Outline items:
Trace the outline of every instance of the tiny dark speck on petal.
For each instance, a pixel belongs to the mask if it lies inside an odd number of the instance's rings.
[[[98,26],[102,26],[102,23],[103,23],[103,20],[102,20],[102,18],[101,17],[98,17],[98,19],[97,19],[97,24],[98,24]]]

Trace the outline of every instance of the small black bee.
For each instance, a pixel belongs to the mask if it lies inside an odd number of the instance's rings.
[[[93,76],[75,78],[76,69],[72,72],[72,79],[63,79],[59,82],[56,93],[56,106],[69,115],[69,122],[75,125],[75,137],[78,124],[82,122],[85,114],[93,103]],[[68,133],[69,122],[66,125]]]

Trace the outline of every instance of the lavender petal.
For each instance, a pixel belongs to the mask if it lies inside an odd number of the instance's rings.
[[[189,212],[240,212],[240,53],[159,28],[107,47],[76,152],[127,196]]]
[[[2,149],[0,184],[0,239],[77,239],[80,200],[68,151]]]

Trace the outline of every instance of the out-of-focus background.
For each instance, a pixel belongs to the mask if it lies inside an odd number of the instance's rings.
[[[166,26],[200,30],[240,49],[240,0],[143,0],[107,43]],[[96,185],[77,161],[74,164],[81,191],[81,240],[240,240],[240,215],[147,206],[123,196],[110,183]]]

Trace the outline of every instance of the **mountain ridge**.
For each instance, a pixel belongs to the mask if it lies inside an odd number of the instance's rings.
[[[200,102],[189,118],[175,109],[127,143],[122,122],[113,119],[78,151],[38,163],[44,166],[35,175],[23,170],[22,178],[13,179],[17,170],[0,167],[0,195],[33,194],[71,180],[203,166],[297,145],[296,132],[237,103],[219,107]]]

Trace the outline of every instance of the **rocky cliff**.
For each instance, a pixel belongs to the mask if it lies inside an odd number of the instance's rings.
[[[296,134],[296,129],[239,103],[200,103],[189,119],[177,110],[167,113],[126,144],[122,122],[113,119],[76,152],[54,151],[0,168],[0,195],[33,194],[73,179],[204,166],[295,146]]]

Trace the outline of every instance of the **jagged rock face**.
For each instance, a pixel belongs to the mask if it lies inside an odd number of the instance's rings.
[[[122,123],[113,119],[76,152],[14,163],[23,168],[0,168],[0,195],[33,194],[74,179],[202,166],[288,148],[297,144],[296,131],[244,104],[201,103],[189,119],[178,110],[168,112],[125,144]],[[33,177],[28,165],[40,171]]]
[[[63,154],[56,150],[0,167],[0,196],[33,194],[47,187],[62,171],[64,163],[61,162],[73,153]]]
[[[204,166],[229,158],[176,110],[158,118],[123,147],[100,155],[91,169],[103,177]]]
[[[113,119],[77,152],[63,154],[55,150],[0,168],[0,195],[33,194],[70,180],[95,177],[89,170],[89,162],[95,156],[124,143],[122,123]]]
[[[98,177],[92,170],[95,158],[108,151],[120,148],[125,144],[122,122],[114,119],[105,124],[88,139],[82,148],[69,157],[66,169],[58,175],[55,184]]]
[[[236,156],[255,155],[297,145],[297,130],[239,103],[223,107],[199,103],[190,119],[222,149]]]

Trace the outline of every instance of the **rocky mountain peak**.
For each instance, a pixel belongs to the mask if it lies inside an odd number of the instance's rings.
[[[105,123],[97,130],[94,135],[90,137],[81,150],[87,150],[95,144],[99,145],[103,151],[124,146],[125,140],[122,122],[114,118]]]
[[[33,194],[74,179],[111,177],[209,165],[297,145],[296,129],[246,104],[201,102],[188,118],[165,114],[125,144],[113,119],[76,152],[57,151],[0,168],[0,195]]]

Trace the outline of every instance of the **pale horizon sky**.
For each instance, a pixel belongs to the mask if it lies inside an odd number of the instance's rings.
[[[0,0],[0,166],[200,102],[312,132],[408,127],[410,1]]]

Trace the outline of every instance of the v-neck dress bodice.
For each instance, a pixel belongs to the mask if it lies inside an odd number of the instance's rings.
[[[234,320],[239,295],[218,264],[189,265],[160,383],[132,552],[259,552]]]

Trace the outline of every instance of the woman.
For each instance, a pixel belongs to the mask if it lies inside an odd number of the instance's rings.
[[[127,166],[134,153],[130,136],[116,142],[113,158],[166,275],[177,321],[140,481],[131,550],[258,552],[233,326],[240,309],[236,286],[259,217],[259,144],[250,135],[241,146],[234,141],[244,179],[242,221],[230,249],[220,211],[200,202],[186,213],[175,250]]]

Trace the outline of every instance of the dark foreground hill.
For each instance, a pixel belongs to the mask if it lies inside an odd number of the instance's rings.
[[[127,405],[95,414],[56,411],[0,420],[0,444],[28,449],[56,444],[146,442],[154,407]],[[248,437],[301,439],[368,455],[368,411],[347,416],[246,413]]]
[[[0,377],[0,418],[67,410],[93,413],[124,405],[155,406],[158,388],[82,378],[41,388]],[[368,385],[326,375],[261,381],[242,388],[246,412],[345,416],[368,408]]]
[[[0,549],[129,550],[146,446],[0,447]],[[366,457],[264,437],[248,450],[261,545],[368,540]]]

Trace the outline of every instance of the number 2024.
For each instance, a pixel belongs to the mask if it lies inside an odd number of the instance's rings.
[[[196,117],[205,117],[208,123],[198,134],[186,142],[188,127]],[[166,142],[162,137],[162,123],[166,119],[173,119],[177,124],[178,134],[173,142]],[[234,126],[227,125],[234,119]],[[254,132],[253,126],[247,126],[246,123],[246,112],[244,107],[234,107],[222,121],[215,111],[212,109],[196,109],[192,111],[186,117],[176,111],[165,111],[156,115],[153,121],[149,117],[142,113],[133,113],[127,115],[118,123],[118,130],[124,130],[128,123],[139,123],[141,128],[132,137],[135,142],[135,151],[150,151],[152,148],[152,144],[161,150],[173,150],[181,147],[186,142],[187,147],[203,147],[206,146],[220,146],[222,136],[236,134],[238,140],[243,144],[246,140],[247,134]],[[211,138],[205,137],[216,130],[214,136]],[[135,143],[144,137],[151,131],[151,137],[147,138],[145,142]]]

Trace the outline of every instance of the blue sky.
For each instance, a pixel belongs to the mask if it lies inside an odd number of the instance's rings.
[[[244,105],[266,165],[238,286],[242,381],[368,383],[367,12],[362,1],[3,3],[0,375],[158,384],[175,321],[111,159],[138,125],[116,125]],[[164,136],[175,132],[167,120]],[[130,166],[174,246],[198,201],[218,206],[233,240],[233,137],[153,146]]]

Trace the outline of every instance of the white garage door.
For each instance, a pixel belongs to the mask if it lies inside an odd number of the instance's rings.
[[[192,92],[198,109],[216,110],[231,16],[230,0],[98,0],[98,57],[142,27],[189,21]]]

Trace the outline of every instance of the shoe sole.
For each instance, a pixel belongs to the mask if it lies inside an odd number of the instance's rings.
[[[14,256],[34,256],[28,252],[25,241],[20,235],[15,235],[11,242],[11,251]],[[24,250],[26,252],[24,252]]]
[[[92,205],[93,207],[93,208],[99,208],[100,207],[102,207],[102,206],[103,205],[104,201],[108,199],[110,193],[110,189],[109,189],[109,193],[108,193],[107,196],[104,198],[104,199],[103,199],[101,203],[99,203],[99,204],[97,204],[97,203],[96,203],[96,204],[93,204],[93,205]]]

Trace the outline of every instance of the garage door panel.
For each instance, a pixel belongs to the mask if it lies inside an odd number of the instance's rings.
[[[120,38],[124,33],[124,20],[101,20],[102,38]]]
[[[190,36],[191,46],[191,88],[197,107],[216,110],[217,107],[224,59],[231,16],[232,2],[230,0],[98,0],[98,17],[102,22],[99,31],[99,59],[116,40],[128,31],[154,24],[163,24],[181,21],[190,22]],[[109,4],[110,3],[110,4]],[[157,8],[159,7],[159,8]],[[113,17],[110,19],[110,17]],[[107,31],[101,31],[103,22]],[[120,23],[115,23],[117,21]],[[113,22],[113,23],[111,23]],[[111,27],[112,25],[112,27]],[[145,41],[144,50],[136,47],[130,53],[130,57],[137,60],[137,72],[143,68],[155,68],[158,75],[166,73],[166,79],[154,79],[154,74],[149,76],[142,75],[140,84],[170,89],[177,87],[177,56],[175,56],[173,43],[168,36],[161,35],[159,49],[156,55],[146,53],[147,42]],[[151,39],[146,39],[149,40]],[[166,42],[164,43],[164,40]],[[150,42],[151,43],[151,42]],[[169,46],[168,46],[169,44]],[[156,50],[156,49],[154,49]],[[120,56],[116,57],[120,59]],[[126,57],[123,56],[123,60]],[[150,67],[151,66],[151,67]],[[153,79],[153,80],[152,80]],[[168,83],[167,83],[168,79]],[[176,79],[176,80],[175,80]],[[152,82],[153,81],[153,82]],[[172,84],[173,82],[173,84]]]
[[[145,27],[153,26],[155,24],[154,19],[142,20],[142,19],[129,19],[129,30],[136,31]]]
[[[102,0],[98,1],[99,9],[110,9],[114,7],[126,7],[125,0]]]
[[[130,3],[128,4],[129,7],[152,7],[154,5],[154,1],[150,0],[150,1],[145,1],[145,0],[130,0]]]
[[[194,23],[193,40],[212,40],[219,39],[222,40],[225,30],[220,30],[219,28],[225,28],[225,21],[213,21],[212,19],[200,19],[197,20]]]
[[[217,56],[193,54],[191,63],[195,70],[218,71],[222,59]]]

AIM: Gather every line of the items above that contains the string "garage" and copy each one out in full. Matching is case-sensitive.

FINAL RESULT:
Trace the outline of every instance of the white garage door.
Trace the outline of every instance of the garage door panel.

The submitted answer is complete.